## EXERCISE AIM
Copy the data that follows, exactly and completely.

Data extracted from a collection:
..........
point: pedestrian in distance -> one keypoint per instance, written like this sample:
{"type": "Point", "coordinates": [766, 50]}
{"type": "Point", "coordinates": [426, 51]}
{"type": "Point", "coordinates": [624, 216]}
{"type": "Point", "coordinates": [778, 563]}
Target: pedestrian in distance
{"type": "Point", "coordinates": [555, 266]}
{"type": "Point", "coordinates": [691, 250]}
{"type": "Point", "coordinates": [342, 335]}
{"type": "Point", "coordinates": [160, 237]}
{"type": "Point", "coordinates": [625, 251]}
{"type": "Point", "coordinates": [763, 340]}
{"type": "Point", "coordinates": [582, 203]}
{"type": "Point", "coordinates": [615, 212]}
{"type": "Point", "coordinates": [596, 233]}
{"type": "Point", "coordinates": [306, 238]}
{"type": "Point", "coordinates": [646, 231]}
..........
## TASK RESPONSE
point: pedestrian in distance -> one keypoint per instance, written like this sample:
{"type": "Point", "coordinates": [766, 50]}
{"type": "Point", "coordinates": [426, 51]}
{"type": "Point", "coordinates": [624, 216]}
{"type": "Point", "coordinates": [778, 563]}
Target: pedestrian in distance
{"type": "Point", "coordinates": [555, 266]}
{"type": "Point", "coordinates": [691, 250]}
{"type": "Point", "coordinates": [342, 335]}
{"type": "Point", "coordinates": [160, 237]}
{"type": "Point", "coordinates": [625, 251]}
{"type": "Point", "coordinates": [763, 340]}
{"type": "Point", "coordinates": [582, 203]}
{"type": "Point", "coordinates": [615, 212]}
{"type": "Point", "coordinates": [596, 233]}
{"type": "Point", "coordinates": [306, 238]}
{"type": "Point", "coordinates": [646, 231]}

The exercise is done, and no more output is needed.